BEGIN Document passage

Jeff Tweedy needs a haircut. Let’s get that out of the way. Now, about the record.

“Love is The King” is the best album Jeff Tweedy has recorded over the past decade. What he seems to report himself as almost gymnastics in response to the boredom, anxiety and fear triggered by the pandemic lockdown, is actually a sweet and perfect collection of songs about, fittingly, love and coming home. And so, perhaps (un)intentionally, Jeff’s genius has come alive in 2020 to present us with this gift. 

It is not, however, a soundtrack to the pandemic. Wilco’s latest offering, the claustrophobic “Ode to Joy”, was. No justification needed: look at titles like “Everyone hides”, “We were lucky” or “Love is everywhere (beware)”. Look at the cover, a big crude white hopeless emptiness. Gosh.

The mystery is that Jeff managed to deliver it well before ‘virus’ was a word that had to be pronounced every day. Here, Jeff’s looks, increasingly reminiscent of some old Woodstock prophet that went to the other side and somehow made it back, perhaps make sense.

Regardless, Love is The King is filled up with nostalgia , the kind that makes us smile and saviour the notion that it was all worth it in the end. The bare bones approach to instrumentation is here much more satisfying than on previous offerings, and far superior to the last three Wilco records and Warm/Warmer, all put together. Those albums gave me the impression that Jeff was trying too hard to hit rock bottom, destroying things on purpose, de-constructing, resetting – powering off in a very long-winded way. One could only nod or smile when an occasional mistake was made in the shape of a brilliant song. You could almost visualise the rest of Wilco slowly fading away in the background. Maybe he was just trying to be nasty. An intellectual exercise - maybe testing the boundaries of what the Tweedy brand could get away with.    

Here things are much simpler, and inevitably beautiful. Guitar arpeggios whisper in your ear, and a no-frills rhythm section invite your brain to dance and cry. Taste and honesty abound. Jeff still sings in his late half-asleep voice – but less so. He still likes to twist and turn in unexpected ways at times. But, as with the best Wilco records, these spicy elements are grounded on the song, and contribute to make it just slightly awkward, inviting repeated listening rather than testing one’s love for the artist. Any Wilco fan in the world will only miss one thing: a proper Wilco treatment of these songs – Jeff’s Nelscline-esque riff attempts are solid but can’t compare with the crazy imagination and virtuosity of the original. One can’t help but imagine the bits of piano and hammond that could be offered by Jorgensen and Sansone, the astute, serpentine bass lines of Stirratt, the invented percussion sounds of Kotche, all working towards these songs. It would be a masterpiece. Maybe one day.

Still, these new songs are perfectly heart-shaped. We need to cherish Jeff as one our greatest songwriters, one that knows how to wake us up with a feeling that anything is possible, that can seamlessly combine tradition and vanguard in a way that most others can’t even approximate. This album firmly reinstates Jeff as an international treasure – one capable of creating these eleven universally touching songs. No small feat. 

And so, if this is a prophetic record again (and why shouldn’t it), perhaps the post-pandemic world will not be so bad after all.

END Document passage

◆ **Activities**
• 1. In the album review, substitute "quarantine" for "lockdown" and write out the stretch from "Jeff Tweedy needs" through "hopeless emptiness. Gosh.".
• 2. According to the album review, which Wilco album was a soundtrack to the pandemic?
The listing after this point is unrelated to the album review.

BEGIN Dataset records

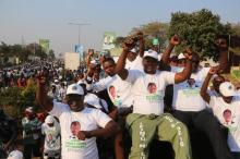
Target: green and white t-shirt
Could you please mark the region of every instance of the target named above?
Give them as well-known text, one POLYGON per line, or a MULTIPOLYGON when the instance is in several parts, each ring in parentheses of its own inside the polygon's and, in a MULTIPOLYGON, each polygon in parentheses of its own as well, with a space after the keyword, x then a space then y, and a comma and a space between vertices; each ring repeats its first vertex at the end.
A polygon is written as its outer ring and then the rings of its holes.
POLYGON ((52 127, 44 123, 41 125, 41 134, 45 135, 44 151, 60 150, 60 124, 56 120, 52 127))
POLYGON ((23 143, 24 144, 35 144, 40 137, 41 122, 34 118, 28 120, 27 118, 22 119, 23 125, 23 143))
POLYGON ((240 97, 233 97, 231 103, 221 97, 211 96, 209 107, 219 122, 228 127, 228 145, 231 151, 240 152, 240 97))
POLYGON ((87 107, 80 112, 72 112, 69 106, 62 102, 53 102, 53 109, 49 113, 60 121, 62 159, 98 159, 96 137, 80 140, 76 133, 105 127, 111 120, 107 114, 87 107))
POLYGON ((132 83, 133 113, 164 113, 165 89, 175 83, 175 73, 157 71, 155 74, 146 74, 130 70, 125 81, 132 83))
POLYGON ((107 89, 116 107, 128 108, 133 105, 131 86, 131 83, 122 81, 118 75, 113 75, 103 78, 93 85, 87 85, 87 89, 93 91, 107 89))
MULTIPOLYGON (((171 72, 182 72, 184 68, 171 66, 171 72)), ((201 111, 206 108, 206 102, 200 95, 203 82, 209 68, 203 68, 180 84, 173 85, 172 107, 181 111, 201 111)))

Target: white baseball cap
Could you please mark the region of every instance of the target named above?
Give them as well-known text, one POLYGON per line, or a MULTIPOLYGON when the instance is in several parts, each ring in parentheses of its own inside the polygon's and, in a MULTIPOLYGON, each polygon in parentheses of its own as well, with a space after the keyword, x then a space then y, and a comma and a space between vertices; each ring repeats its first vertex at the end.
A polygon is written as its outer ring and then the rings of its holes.
POLYGON ((158 54, 154 50, 144 51, 143 58, 145 58, 145 57, 151 57, 151 58, 158 60, 158 54))
POLYGON ((77 84, 71 84, 67 88, 67 95, 75 94, 75 95, 84 95, 83 88, 77 84))
POLYGON ((52 124, 55 123, 55 118, 52 115, 48 115, 46 119, 45 119, 45 123, 46 124, 52 124))
POLYGON ((178 60, 181 60, 181 59, 185 59, 185 56, 182 52, 178 54, 178 60))
POLYGON ((225 97, 231 97, 236 95, 235 86, 230 82, 224 82, 219 86, 219 91, 225 97))
POLYGON ((27 107, 27 108, 25 109, 25 112, 31 112, 31 113, 33 113, 33 112, 34 112, 34 108, 33 108, 33 107, 27 107))
POLYGON ((76 84, 77 84, 77 85, 86 84, 86 81, 85 81, 85 80, 80 80, 76 84))
POLYGON ((130 52, 136 53, 136 49, 135 49, 135 48, 132 48, 132 49, 130 50, 130 52))
POLYGON ((23 159, 23 152, 20 150, 13 150, 9 154, 8 159, 23 159))

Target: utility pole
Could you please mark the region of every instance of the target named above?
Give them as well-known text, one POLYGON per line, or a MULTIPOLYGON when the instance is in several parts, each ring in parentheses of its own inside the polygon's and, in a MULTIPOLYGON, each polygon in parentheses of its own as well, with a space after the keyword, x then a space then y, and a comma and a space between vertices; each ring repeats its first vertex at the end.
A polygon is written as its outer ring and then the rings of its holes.
POLYGON ((79 45, 81 42, 80 34, 81 34, 81 26, 88 26, 92 25, 91 23, 68 23, 69 25, 76 25, 79 27, 79 45))

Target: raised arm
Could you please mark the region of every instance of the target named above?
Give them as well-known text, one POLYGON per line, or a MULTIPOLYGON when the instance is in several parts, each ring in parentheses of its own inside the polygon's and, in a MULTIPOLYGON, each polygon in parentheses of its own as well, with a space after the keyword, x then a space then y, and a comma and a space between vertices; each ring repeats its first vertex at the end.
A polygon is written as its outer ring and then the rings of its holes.
POLYGON ((77 137, 82 140, 91 137, 110 137, 116 135, 119 131, 120 126, 111 120, 104 129, 97 129, 93 131, 80 131, 77 133, 77 137))
POLYGON ((46 78, 41 74, 38 76, 37 80, 36 101, 39 106, 44 108, 44 110, 49 112, 53 108, 53 102, 52 99, 49 96, 47 96, 45 85, 46 85, 46 78))
MULTIPOLYGON (((131 42, 131 39, 128 42, 131 42)), ((118 59, 118 62, 117 62, 117 65, 116 65, 116 73, 122 80, 125 80, 128 77, 128 75, 129 75, 128 70, 124 69, 125 68, 125 59, 127 59, 129 50, 130 50, 130 48, 127 46, 127 42, 123 42, 123 45, 122 45, 122 53, 120 54, 120 57, 118 59)))
POLYGON ((226 39, 219 38, 217 39, 216 45, 220 53, 218 72, 221 73, 228 65, 228 44, 226 39))
POLYGON ((202 96, 203 100, 205 100, 207 103, 209 103, 209 94, 207 93, 207 87, 211 81, 211 77, 216 73, 216 70, 214 68, 212 68, 205 78, 205 81, 203 82, 203 85, 201 87, 201 91, 200 95, 202 96))
POLYGON ((192 53, 189 52, 189 54, 185 53, 187 62, 182 72, 176 73, 175 75, 175 83, 181 83, 185 80, 188 80, 191 76, 192 73, 192 53))
POLYGON ((139 38, 140 38, 140 57, 143 58, 144 50, 145 50, 143 33, 139 32, 137 35, 139 35, 139 38))
POLYGON ((160 61, 164 62, 164 64, 169 65, 171 51, 173 50, 175 46, 177 46, 179 44, 180 44, 180 40, 177 35, 171 37, 169 45, 168 45, 167 49, 165 50, 165 52, 163 53, 163 57, 160 59, 160 61))

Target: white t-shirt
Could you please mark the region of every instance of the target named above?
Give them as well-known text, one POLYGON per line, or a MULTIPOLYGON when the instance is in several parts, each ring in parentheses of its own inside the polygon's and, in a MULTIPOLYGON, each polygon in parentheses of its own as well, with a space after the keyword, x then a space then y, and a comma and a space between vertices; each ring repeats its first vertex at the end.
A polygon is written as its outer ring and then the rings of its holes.
POLYGON ((107 114, 87 107, 80 112, 73 112, 62 102, 53 102, 53 109, 49 113, 60 121, 62 159, 98 159, 96 137, 80 140, 75 133, 80 130, 93 131, 105 127, 111 120, 107 114))
POLYGON ((108 105, 104 99, 100 99, 95 94, 88 93, 84 97, 84 102, 96 107, 97 109, 105 109, 108 112, 108 105))
POLYGON ((142 64, 143 58, 140 56, 136 57, 135 60, 129 61, 128 59, 125 60, 125 69, 127 70, 140 70, 143 71, 143 64, 142 64))
POLYGON ((127 108, 133 105, 131 86, 131 83, 122 81, 118 75, 115 75, 103 78, 92 86, 87 86, 87 89, 93 89, 93 91, 107 89, 108 95, 116 107, 127 108))
POLYGON ((41 134, 45 135, 44 151, 60 150, 60 124, 55 120, 52 127, 44 123, 41 125, 41 134))
POLYGON ((146 74, 130 70, 125 81, 132 83, 133 113, 164 113, 165 88, 175 83, 175 73, 157 71, 155 74, 146 74))
POLYGON ((240 97, 233 97, 231 103, 221 97, 211 96, 209 107, 219 122, 229 130, 228 145, 231 151, 240 151, 240 97))
MULTIPOLYGON (((171 72, 182 72, 183 68, 171 66, 171 72)), ((173 85, 172 107, 181 111, 201 111, 206 108, 206 102, 200 95, 201 87, 209 71, 203 68, 192 73, 190 80, 173 85)))

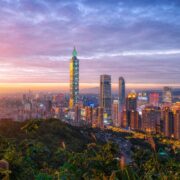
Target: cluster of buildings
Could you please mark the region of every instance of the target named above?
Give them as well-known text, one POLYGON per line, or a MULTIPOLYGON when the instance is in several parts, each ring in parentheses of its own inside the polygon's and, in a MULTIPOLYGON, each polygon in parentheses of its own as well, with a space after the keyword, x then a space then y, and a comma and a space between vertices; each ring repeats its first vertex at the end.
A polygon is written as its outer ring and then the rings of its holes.
POLYGON ((74 122, 82 122, 104 128, 106 125, 130 130, 160 133, 167 137, 180 139, 180 103, 172 103, 172 90, 164 87, 162 103, 157 92, 137 94, 131 91, 126 95, 125 80, 119 78, 118 97, 112 98, 111 76, 100 76, 98 107, 79 105, 79 60, 74 49, 70 62, 70 101, 69 108, 74 111, 74 122), (85 118, 81 109, 85 109, 85 118), (83 121, 82 121, 83 120, 83 121))
POLYGON ((74 48, 70 60, 70 95, 29 92, 20 101, 3 99, 0 119, 58 118, 76 126, 110 125, 180 139, 180 102, 173 102, 170 87, 164 87, 163 93, 128 92, 123 77, 118 79, 117 95, 112 94, 111 86, 111 75, 103 74, 98 96, 79 94, 79 59, 74 48))

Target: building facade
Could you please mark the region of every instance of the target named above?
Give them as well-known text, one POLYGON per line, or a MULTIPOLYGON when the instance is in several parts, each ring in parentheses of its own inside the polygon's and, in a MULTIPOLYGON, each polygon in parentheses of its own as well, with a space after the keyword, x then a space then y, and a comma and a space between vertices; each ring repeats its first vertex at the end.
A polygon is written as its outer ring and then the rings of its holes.
POLYGON ((100 76, 100 107, 111 117, 111 76, 100 76))
POLYGON ((125 80, 123 77, 119 78, 119 105, 122 107, 125 104, 125 80))
POLYGON ((70 60, 70 100, 69 107, 74 108, 79 98, 79 59, 77 59, 77 51, 74 48, 72 58, 70 60))
POLYGON ((172 89, 170 87, 163 89, 163 103, 172 103, 172 89))

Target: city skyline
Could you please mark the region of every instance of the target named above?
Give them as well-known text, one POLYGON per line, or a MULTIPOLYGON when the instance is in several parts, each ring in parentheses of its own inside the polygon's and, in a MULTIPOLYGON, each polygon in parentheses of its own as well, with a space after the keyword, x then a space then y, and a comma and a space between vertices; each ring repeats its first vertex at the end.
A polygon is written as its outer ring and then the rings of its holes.
POLYGON ((0 3, 0 92, 19 86, 67 91, 73 45, 80 87, 98 87, 106 73, 114 86, 122 76, 130 88, 180 87, 178 1, 0 3))

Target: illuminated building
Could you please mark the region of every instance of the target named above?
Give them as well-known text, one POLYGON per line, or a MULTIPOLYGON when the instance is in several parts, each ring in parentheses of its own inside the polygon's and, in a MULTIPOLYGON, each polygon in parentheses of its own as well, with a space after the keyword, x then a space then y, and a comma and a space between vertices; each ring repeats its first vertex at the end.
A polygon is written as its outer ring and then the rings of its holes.
POLYGON ((127 111, 123 110, 121 112, 121 127, 127 128, 128 127, 128 119, 127 119, 127 111))
POLYGON ((163 134, 166 137, 171 137, 174 132, 174 116, 169 107, 162 109, 162 121, 163 121, 163 134))
POLYGON ((104 109, 98 107, 98 127, 104 128, 104 109))
POLYGON ((104 112, 111 116, 111 76, 100 76, 100 106, 104 112))
POLYGON ((69 107, 72 109, 78 103, 79 98, 79 59, 74 48, 70 60, 70 101, 69 107))
POLYGON ((163 89, 163 103, 172 103, 172 90, 170 87, 163 89))
POLYGON ((137 95, 134 91, 130 92, 126 98, 126 113, 127 113, 127 126, 135 129, 138 124, 138 118, 136 117, 137 111, 137 95), (132 121, 132 122, 131 122, 132 121))
POLYGON ((75 105, 74 109, 75 109, 74 121, 75 121, 75 123, 79 123, 81 120, 81 109, 79 108, 78 104, 75 105))
POLYGON ((142 130, 152 133, 160 132, 161 109, 146 106, 142 111, 142 130))
POLYGON ((180 110, 174 114, 174 138, 180 140, 180 110))
POLYGON ((85 107, 85 116, 87 124, 92 125, 93 121, 93 108, 91 106, 85 107))
POLYGON ((125 80, 123 77, 119 78, 119 105, 125 104, 125 80))
POLYGON ((139 114, 137 111, 130 111, 130 128, 134 130, 139 129, 139 114))
POLYGON ((159 105, 159 93, 150 93, 149 94, 149 104, 153 106, 159 105))
POLYGON ((112 107, 112 120, 113 125, 116 127, 120 126, 120 118, 119 118, 119 101, 114 100, 113 101, 113 107, 112 107))
POLYGON ((174 114, 174 138, 180 140, 180 102, 172 106, 174 114))
POLYGON ((126 110, 136 111, 137 108, 137 95, 134 91, 130 92, 126 98, 126 110))
POLYGON ((138 93, 137 96, 137 106, 147 105, 148 104, 148 97, 146 92, 138 93))

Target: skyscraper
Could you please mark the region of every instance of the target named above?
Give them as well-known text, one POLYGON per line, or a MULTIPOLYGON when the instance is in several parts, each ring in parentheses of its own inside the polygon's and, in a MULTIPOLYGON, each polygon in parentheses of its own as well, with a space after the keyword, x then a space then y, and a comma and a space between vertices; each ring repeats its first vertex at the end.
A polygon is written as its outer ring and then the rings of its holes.
POLYGON ((119 78, 119 105, 125 104, 125 80, 123 77, 119 78))
POLYGON ((69 107, 72 109, 78 103, 79 97, 79 59, 77 59, 77 51, 74 48, 72 58, 70 60, 70 101, 69 107))
POLYGON ((158 106, 159 104, 159 93, 153 92, 149 94, 149 104, 158 106))
POLYGON ((163 134, 166 137, 171 137, 174 132, 174 117, 173 112, 169 107, 162 109, 162 120, 163 120, 163 134))
POLYGON ((155 106, 146 106, 142 111, 142 130, 159 133, 161 109, 155 106))
POLYGON ((137 129, 139 126, 137 108, 137 94, 132 91, 126 98, 126 113, 127 113, 127 126, 132 129, 137 129), (136 123, 136 124, 135 124, 136 123))
POLYGON ((103 128, 104 127, 104 109, 103 107, 98 107, 98 122, 97 125, 99 128, 103 128))
POLYGON ((121 125, 120 124, 120 116, 119 116, 119 101, 118 100, 113 101, 112 120, 113 120, 114 126, 119 127, 121 125))
POLYGON ((126 110, 128 111, 136 111, 137 108, 137 94, 132 91, 128 94, 126 98, 126 110))
POLYGON ((163 89, 163 102, 172 103, 172 90, 170 87, 164 87, 163 89))
POLYGON ((100 76, 100 107, 104 112, 111 116, 111 76, 100 76))

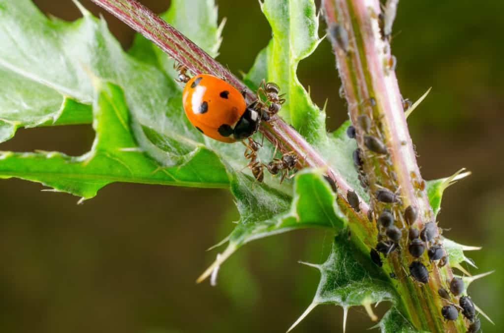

END Dataset records

◆ **Answers given**
• 1.
Jeff Tweedy needs a haircut. Let’s get that out of the way. Now, about the record.

“Love is The King” is the best album Jeff Tweedy has recorded over the past decade. What he seems to report himself as almost gymnastics in response to the boredom, anxiety and fear triggered by the pandemic quarantine, is actually a sweet and perfect collection of songs about, fittingly, love and coming home. And so, perhaps (un)intentionally, Jeff’s genius has come alive in 2020 to present us with this gift. 

It is not, however, a soundtrack to the pandemic. Wilco’s latest offering, the claustrophobic “Ode to Joy”, was. No justification needed: look at titles like “Everyone hides”, “We were lucky” or “Love is everywhere (beware)”. Look at the cover, a big crude white hopeless emptiness. Gosh.

• 2. "Ode to Joy"